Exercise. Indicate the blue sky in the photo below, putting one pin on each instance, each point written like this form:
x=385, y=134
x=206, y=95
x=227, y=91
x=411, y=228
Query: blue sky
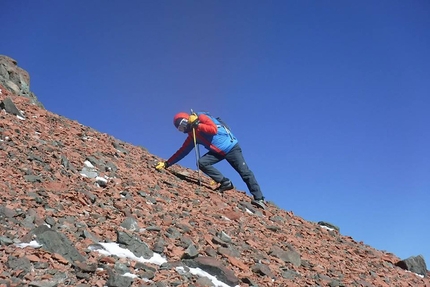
x=329, y=99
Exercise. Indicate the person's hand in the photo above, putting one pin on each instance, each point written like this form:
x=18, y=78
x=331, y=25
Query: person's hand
x=193, y=120
x=161, y=165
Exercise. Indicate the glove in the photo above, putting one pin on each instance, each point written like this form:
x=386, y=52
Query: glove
x=193, y=120
x=162, y=165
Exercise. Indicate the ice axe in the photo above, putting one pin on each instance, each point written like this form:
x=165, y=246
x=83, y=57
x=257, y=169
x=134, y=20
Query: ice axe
x=196, y=148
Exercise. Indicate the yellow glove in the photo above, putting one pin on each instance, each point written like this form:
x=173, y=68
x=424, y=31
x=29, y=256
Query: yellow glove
x=193, y=120
x=161, y=165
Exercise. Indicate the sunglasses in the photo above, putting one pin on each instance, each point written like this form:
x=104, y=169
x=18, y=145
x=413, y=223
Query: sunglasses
x=183, y=125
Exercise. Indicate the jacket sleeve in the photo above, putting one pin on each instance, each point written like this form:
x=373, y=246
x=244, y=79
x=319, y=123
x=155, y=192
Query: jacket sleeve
x=206, y=125
x=185, y=149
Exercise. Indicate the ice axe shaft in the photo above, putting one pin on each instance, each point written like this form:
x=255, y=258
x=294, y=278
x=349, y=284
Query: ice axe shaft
x=196, y=148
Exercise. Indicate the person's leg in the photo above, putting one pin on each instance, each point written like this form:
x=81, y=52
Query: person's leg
x=236, y=160
x=206, y=163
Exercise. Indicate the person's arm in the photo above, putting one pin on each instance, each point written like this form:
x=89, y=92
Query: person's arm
x=206, y=125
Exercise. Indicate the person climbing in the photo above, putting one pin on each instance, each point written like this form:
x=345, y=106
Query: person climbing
x=216, y=137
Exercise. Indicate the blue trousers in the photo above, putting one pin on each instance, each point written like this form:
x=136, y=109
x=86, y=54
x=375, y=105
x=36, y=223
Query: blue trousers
x=235, y=158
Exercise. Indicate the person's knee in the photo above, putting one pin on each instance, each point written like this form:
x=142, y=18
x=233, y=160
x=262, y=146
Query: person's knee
x=202, y=164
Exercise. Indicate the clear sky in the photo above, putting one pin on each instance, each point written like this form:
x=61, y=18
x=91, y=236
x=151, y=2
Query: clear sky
x=329, y=99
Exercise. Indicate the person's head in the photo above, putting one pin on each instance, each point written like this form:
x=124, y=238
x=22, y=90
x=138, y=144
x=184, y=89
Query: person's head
x=180, y=120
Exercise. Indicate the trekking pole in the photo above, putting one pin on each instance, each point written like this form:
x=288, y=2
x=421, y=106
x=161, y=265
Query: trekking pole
x=196, y=148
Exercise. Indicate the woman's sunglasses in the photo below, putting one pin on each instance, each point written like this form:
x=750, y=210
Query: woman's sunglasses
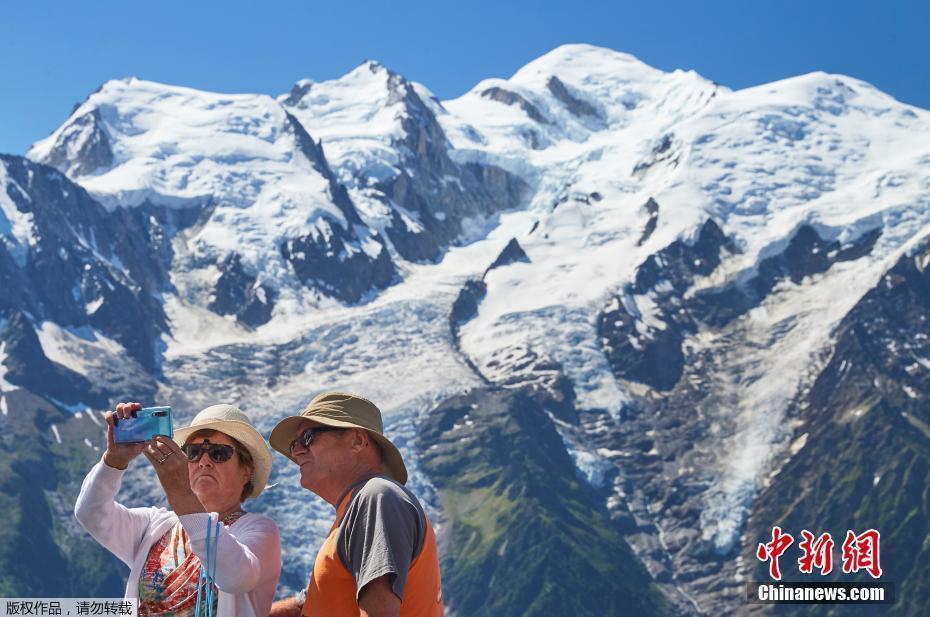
x=305, y=438
x=219, y=453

● ● ● ● ● ● ●

**Task directions**
Without the pictures, give every line above again exactly.

**Answer to this exercise**
Exercise. Indicate the blue sky in the photo below, putting one pin on each instance, each point written like this form:
x=385, y=134
x=206, y=95
x=227, y=91
x=411, y=228
Query: blue sky
x=329, y=99
Exercise. Indicate the person's hand in the photo above, putting one pin on each instance, each point written like this form:
x=18, y=78
x=331, y=25
Query: person's hand
x=193, y=120
x=161, y=165
Exercise. Indicate the glove in the photo above, putting one pin on each instance, each point written like this form:
x=386, y=52
Query: glove
x=193, y=120
x=162, y=165
Exercise. Indicate the ice axe in the photo above, putting one pin on each instance, each point written like this form:
x=165, y=246
x=83, y=57
x=257, y=169
x=134, y=20
Query: ice axe
x=196, y=148
Exercise. Indicate the yellow glove in the photo above, putting one pin on each instance, each point written like this form:
x=173, y=68
x=424, y=31
x=29, y=256
Query: yellow glove
x=193, y=120
x=161, y=165
Exercise. Indicate the sunglasses in the photo above, putting one pin on each instance, each point written like this form:
x=104, y=169
x=18, y=145
x=413, y=223
Query: sunglasses
x=183, y=125
Exercise. Indicate the jacket sleeve in the photo above, putting one pin on each instance, each point written like this form:
x=373, y=246
x=244, y=79
x=319, y=123
x=155, y=192
Query: jacket sleeve
x=206, y=125
x=185, y=149
Exercise. Indicate the ice axe shaft in the photo above, putting one pin on each instance, each point written like this form:
x=255, y=258
x=294, y=278
x=349, y=284
Query: ice axe shaft
x=196, y=148
Exercise. Indicate the person's leg in the photo above, putting one pin on each instance, each point written like this form:
x=81, y=52
Query: person's leg
x=236, y=160
x=206, y=163
Exercise. Indicate the person's arm in the photo above, putting one pin on each instance, each point written like this form:
x=89, y=92
Query: person's arm
x=206, y=125
Exercise. Indicate the person climbing in the photo above, putting one pin on each instance, each point written like this form:
x=345, y=106
Query: person climbing
x=216, y=137
Exercise. Indicate the blue trousers in the photo above, putting one pin on each instance, each point written like this form:
x=136, y=109
x=86, y=54
x=375, y=105
x=36, y=223
Query: blue trousers
x=235, y=158
Exercise. Indicate the person's knee in the photo above, putting one pin on each instance, each point written like this form:
x=142, y=18
x=233, y=160
x=262, y=146
Query: person's knee
x=202, y=164
Exercise. Indicate the clear sky in the photo above, putting one pin on each instance, each point written like this form:
x=61, y=18
x=91, y=236
x=151, y=2
Query: clear sky
x=329, y=99
Exercise. Indicate the person's head in the photo above, putting one pin on each instance, each point written like this form:
x=124, y=238
x=22, y=90
x=138, y=144
x=184, y=89
Query: person's head
x=180, y=120
Exercise. Indicate the trekking pole in the photo above, putting one pin on each instance, each point written like this form:
x=288, y=2
x=421, y=106
x=161, y=265
Query: trekking pole
x=196, y=148
Exercise. Indicate the woman's sunglasses in the photo below, putting one pin on each instance, each point written like this form:
x=750, y=210
Query: woman's sunglasses
x=305, y=438
x=219, y=453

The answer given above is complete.